▶ Exercise A:
Rewrite the listing from the line containing "Find the woman on" through the end of the listing, including both of those lines and every request between them, and add -25 to every bounding box coordinate in the answers. Leave the pictures out.
────────────────────────────────────────
IRRAS HOLDINGS, INC. AND SUBSIDIARIES

NOTES TO THE CONSOLIDATED FINANCIAL STATEMENTS

 

DECEMBER 31, 2024

 

 

Note 4—Convertible promissory note

 

During 2024, the Company entered into convertible promissory notes (“2024 Convertible Notes”) with certain investors in exchange for an aggregate principal amount of $6,330,203. The 2024 Convertible Notes accrue simple interest at a rate of 5% per annum and mature in October 2025, unless otherwise converted. The 2024 Convertible Notes are automatically convertible upon the completion of a qualified financing, as defined in the convertible promissory note agreements. The 2024 Convertible Notes convert into the same class and series of capital stock of the Company issued to other investors in the qualified financing. The amount of shares received upon conversion is determined by dividing the unpaid principal amount plus related interest on the date of conversion by a conversion price equal to the lower of: (a) 85% of the price per share, or (b) the price per share that results when $34,000,000 is divided by the fully diluted capitalization as defined in the convertible promissory note agreements, as of immediately prior to the initial closing of such qualified financing. As of December 31, 2024, the principal balance of the 2024 Convertible Notes was $6,330,203. Interest accrued on the 2024 Convertible Notes was $68,727 for the year ended December 31, 2024. Interest expense totaled $68,727 as of December 31, 2024.
────────────────────────────────────────
▶ Exercise B:
According to the note on convertible promissory notes, what interest rate do the 2024 Convertible Notes accrue?

▶ Raw data:
────────────────────────────────────────
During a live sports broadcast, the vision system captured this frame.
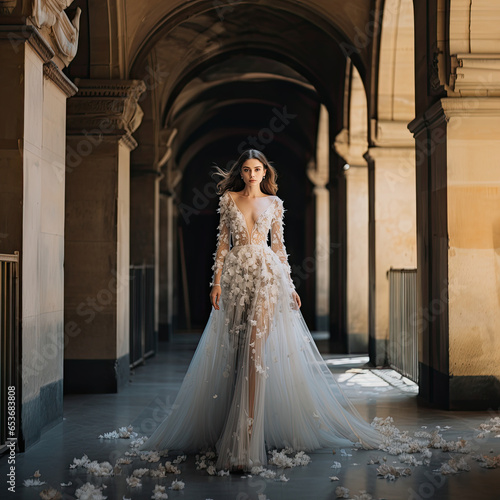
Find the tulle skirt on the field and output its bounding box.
[140,245,382,470]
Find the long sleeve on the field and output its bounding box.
[271,200,295,290]
[210,195,230,285]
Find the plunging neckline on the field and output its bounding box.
[227,191,276,242]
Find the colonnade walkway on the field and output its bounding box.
[0,334,500,500]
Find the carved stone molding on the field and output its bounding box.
[408,97,500,137]
[450,54,500,96]
[333,128,368,166]
[0,0,17,15]
[0,24,54,63]
[67,78,146,150]
[43,61,78,97]
[30,0,82,66]
[370,119,415,148]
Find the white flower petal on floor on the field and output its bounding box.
[69,455,90,469]
[23,479,45,487]
[172,455,187,464]
[335,486,349,498]
[126,476,142,488]
[377,464,411,481]
[434,457,470,474]
[151,484,168,500]
[169,479,186,490]
[131,468,149,477]
[75,483,108,500]
[472,455,500,469]
[40,488,62,500]
[99,425,138,439]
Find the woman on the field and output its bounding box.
[141,149,382,470]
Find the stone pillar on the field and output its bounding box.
[130,170,161,350]
[409,98,500,410]
[159,158,182,341]
[335,129,368,353]
[307,105,330,331]
[0,13,78,451]
[367,121,417,365]
[64,80,145,393]
[345,164,368,353]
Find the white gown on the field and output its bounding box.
[140,192,382,470]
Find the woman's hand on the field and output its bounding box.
[292,290,302,309]
[210,285,221,311]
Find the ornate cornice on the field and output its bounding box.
[29,0,82,66]
[0,0,17,16]
[75,78,146,100]
[451,54,500,96]
[67,78,146,150]
[408,99,446,138]
[43,61,78,97]
[0,24,54,63]
[408,97,500,137]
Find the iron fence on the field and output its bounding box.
[389,269,418,383]
[0,252,21,453]
[130,265,158,368]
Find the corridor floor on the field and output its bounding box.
[0,335,500,500]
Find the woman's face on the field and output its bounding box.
[241,158,266,187]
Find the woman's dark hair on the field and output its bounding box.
[214,149,278,195]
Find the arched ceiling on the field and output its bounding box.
[66,0,379,176]
[124,0,376,78]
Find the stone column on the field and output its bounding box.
[0,12,78,451]
[130,165,161,351]
[367,121,417,365]
[64,80,145,393]
[409,98,500,410]
[159,154,182,341]
[335,129,368,353]
[307,105,330,331]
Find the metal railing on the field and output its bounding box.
[388,269,418,383]
[130,265,158,368]
[0,252,21,453]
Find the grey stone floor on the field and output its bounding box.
[0,335,500,500]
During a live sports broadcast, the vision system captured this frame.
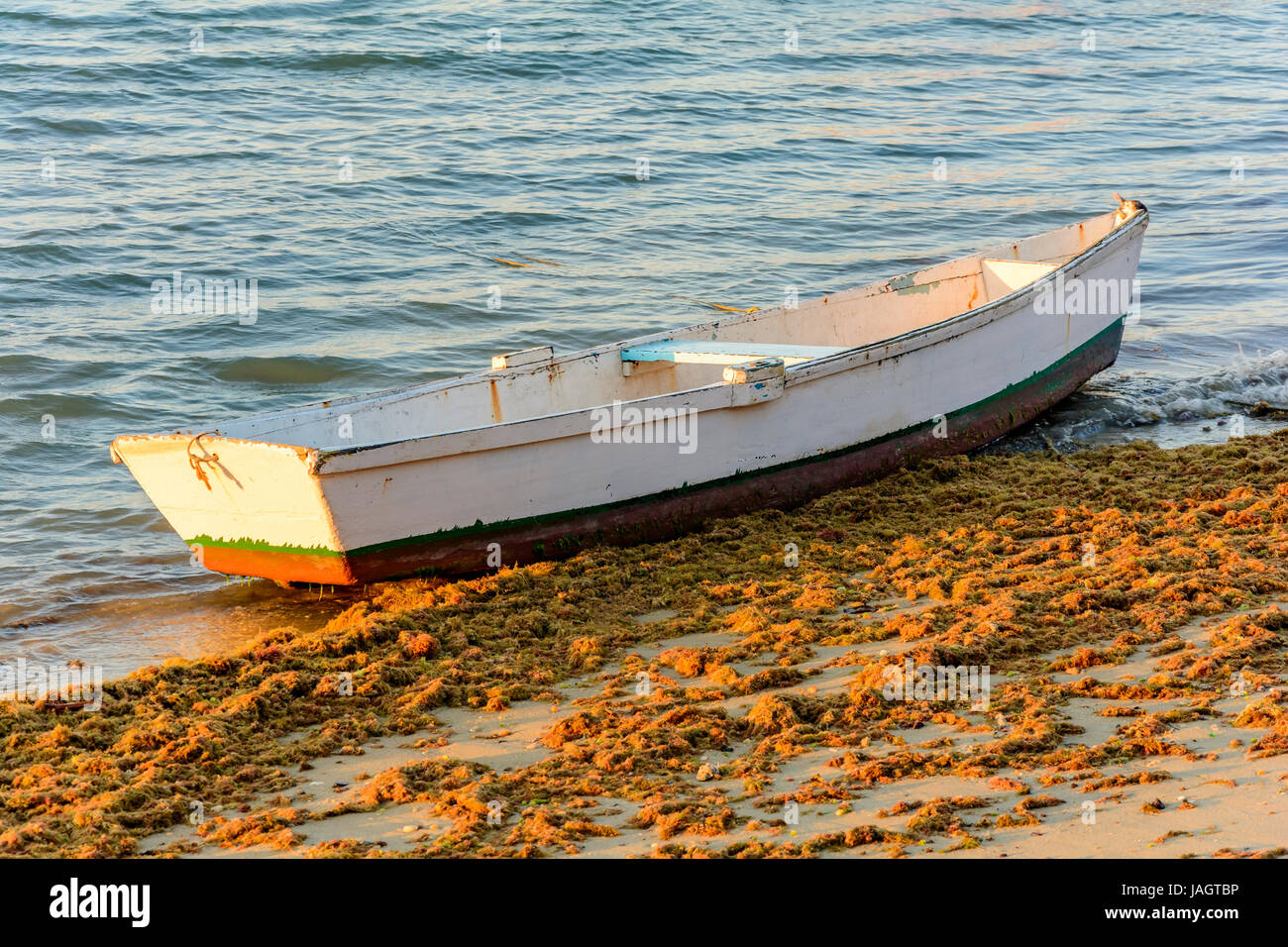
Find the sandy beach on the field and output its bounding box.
[0,432,1288,858]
────────────────────────────────────────
▶ Correct response A:
Find the woman on the field and output its bounding box.
[116,124,357,445]
Find the stone pillar on the field and output its bounding box.
[105,145,136,325]
[384,73,475,385]
[134,133,157,316]
[310,104,343,328]
[282,80,305,306]
[-25,-12,53,426]
[342,96,392,340]
[39,55,120,368]
[320,139,343,328]
Find the white gown on the field and output its bounding box.
[115,167,357,445]
Find the woman's hand on the field and output its bounding box.
[267,265,277,284]
[185,260,196,286]
Find the ornate cornice on the field and output its bounding box.
[4,-25,57,41]
[-25,-25,-8,-9]
[50,53,121,75]
[426,29,475,71]
[42,53,121,125]
[383,74,421,113]
[18,36,53,72]
[-25,-1,29,38]
[383,72,475,112]
Find the iron fence on the field and output its bounding box.
[364,244,393,358]
[-25,227,-4,428]
[105,240,133,343]
Find the corridor floor on the field and output its bounding box.
[-25,310,475,475]
Find the woman's face on the field and output its bounding box.
[216,133,241,162]
Find the woman's dark hair on the field and output its bounding box.
[189,124,253,170]
Find the arched ceiling on the field and output its bounding box.
[41,-25,354,151]
[99,-25,351,53]
Find the stone column on the field and output its bounding box.
[-25,-13,53,426]
[105,140,136,326]
[342,96,392,340]
[39,55,120,368]
[384,73,475,385]
[134,129,157,316]
[310,104,343,328]
[282,80,305,306]
Find the metal railing on the field and output its bounding box.
[363,244,393,358]
[105,240,133,343]
[-25,227,-4,428]
Find the grey stone floor on the field and output its bounding box.
[-25,310,475,475]
During a live sports broadcast, the vision system captured this frame.
Find the sandy beach on the field and output its bounding box.
[-25,407,1263,833]

▶ Correct response B:
Simple interest at 5% per annum.